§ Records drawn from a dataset
-*-*-
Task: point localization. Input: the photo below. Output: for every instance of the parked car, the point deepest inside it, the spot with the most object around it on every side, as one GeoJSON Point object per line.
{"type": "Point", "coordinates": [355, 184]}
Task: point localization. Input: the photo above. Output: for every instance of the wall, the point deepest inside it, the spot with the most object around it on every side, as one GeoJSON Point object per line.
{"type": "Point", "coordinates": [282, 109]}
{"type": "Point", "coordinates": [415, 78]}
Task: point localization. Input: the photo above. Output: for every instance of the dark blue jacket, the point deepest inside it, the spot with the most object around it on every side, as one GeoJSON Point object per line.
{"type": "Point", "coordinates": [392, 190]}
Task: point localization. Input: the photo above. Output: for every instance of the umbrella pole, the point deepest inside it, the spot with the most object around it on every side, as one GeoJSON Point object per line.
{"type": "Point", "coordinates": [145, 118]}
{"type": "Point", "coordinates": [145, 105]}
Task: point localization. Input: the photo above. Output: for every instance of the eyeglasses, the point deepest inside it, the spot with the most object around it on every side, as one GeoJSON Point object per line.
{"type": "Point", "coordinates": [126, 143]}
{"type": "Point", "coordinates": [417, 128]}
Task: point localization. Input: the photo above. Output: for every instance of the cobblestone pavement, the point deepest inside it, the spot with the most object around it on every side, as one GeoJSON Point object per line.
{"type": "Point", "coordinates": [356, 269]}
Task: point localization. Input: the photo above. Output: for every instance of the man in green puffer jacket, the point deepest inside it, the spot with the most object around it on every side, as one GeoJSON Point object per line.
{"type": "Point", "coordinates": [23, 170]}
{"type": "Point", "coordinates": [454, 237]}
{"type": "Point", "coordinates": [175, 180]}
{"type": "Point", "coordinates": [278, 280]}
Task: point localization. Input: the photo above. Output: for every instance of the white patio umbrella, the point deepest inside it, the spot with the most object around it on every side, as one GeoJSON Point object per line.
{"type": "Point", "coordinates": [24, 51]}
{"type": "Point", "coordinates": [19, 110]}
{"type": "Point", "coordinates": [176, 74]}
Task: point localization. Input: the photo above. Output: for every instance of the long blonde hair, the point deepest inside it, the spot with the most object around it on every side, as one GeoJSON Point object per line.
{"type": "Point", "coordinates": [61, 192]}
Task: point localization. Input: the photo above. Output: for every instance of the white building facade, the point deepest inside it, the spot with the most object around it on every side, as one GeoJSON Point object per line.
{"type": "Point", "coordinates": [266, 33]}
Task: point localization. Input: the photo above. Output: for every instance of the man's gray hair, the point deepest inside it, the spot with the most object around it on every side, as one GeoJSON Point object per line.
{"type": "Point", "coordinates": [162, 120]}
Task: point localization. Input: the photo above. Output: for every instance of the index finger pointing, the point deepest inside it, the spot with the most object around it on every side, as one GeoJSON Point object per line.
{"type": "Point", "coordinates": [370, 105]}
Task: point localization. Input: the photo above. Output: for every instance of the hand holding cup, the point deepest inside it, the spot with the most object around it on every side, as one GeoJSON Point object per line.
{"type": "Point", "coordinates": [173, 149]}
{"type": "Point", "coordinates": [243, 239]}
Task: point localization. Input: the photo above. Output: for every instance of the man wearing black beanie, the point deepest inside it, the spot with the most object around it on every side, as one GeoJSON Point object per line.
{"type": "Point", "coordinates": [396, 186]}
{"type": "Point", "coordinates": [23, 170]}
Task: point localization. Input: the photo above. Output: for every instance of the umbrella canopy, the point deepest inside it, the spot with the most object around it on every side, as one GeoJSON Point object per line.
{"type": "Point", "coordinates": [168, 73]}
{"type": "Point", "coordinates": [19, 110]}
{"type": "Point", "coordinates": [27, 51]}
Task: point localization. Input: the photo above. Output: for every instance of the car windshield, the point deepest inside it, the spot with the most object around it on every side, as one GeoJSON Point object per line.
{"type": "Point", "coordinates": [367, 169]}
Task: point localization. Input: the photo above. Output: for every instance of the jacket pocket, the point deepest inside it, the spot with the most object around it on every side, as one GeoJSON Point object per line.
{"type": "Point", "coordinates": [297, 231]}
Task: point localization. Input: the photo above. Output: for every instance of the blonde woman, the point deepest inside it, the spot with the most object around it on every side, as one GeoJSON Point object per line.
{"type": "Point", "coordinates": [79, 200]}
-*-*-
§ Task details
Give every entry once more, exactly as it reads.

§ Result for this exercise
Task: point localization. Input: the photo below. Output: for every instance of the parked car, the point deepest inside it, the spot with the most object around it on every side, as one GeoJSON Point object per line.
{"type": "Point", "coordinates": [355, 184]}
Task: point localization. Input: the photo above. Output: for every instance of the wall, the point deepest inside it, the spot with the most object around it on every side, as one GeoJSON Point object per line.
{"type": "Point", "coordinates": [282, 109]}
{"type": "Point", "coordinates": [415, 78]}
Task: point localization. Input: the photo above. Output: for every instance of the dark blue jacket, the point deepest inside it, the spot with the most object around it on every side, as one GeoJSON Point object per line.
{"type": "Point", "coordinates": [392, 190]}
Task: point localization. Input: the photo above. Output: for every instance of the umbrella pole, the point deepest inside it, the spot with the most object around it on every side, as one GeoJSON Point object per line.
{"type": "Point", "coordinates": [145, 118]}
{"type": "Point", "coordinates": [145, 105]}
Task: point localization. Input: the photo above. Output: for every instance of the eyeglasses, the point deepest inside it, the spot with the most object around it on every side, as one GeoJSON Point object per line.
{"type": "Point", "coordinates": [126, 143]}
{"type": "Point", "coordinates": [417, 128]}
Task: point localization. Input: the photo above. Output: for every instance of the cobblestone pavement, the point deepest inside it, the spot with the most object around it on every side, as one GeoJSON Point object per line.
{"type": "Point", "coordinates": [356, 269]}
Task: point localization. Input: the photo above. Output: for every instance of the man in green puffer jacket, the point deepest inside it, the spot with the most object around it on every side, as one GeoJSON Point object per line.
{"type": "Point", "coordinates": [23, 170]}
{"type": "Point", "coordinates": [454, 237]}
{"type": "Point", "coordinates": [175, 180]}
{"type": "Point", "coordinates": [278, 280]}
Task: point localization. Input: the photo above. Output: for every instance of the white patio umbrella, the point deepest inside it, the spot with the most object around it on every side, as one GeoJSON Point object per line.
{"type": "Point", "coordinates": [24, 51]}
{"type": "Point", "coordinates": [19, 110]}
{"type": "Point", "coordinates": [176, 74]}
Task: point localization. Input: the photo above. Output: for every instance of the long blonde hair, the point deepest inside it, the spot with the most object around it on every side, as one GeoJSON Point object per line.
{"type": "Point", "coordinates": [61, 192]}
Task: point localization. Input: the photo above. Output: for every instance of the white building facade, the point deepest inside it, the spot with the most object around it on every side, as one GeoJSON Point object per line.
{"type": "Point", "coordinates": [266, 33]}
Task: point localization. Input: the photo above. Output: for every instance of the man's gray hair, the point deepest inside it, the spot with the most object around it on every side, as one GeoJSON Point object per line.
{"type": "Point", "coordinates": [162, 120]}
Task: point localization. Input: the photo above. Output: for every instance of the index finger pointing, the point deepest inside it, the spot with the most object around it on every side, as one GeoJSON Point object per line.
{"type": "Point", "coordinates": [370, 105]}
Task: point localization. Input: the photo above. Output: for every instance of the hand holding cup, the point deepest inside it, the spot with the most object around it on every side, as one GeoJSON Point object per line.
{"type": "Point", "coordinates": [173, 149]}
{"type": "Point", "coordinates": [243, 239]}
Task: point localization. Input: the photo above. Output: for every instance of the man wearing black beanie, the point deepest inside it, the spot with the most object around it on every side, as one GeoJSON Point object per line.
{"type": "Point", "coordinates": [396, 186]}
{"type": "Point", "coordinates": [23, 170]}
Task: point localization. Input: the photo above. Output: for every instance of the umbrella canopy, the point deepest inside it, the spot with the most object around it on every side, as one GeoJSON Point object per line.
{"type": "Point", "coordinates": [168, 73]}
{"type": "Point", "coordinates": [19, 110]}
{"type": "Point", "coordinates": [27, 51]}
Task: point localization. Input: the photo above. Output: for every instance of the car windshield, the point deepest inside it, the spot with the most object around it on every side, as one GeoJSON Point object per line.
{"type": "Point", "coordinates": [367, 169]}
Task: point localization. Input: the photo above. Output: for every instance of the jacket pocket, the point deepest inside it, the spot with the most object around it on every side, as one GeoJSON Point object per line.
{"type": "Point", "coordinates": [297, 231]}
Task: point localization. Input: the photo above. Output: for every instance of the blonde woman, the point deepest inside it, the spot with the most object around it on every side, as one GeoJSON Point object per line.
{"type": "Point", "coordinates": [79, 200]}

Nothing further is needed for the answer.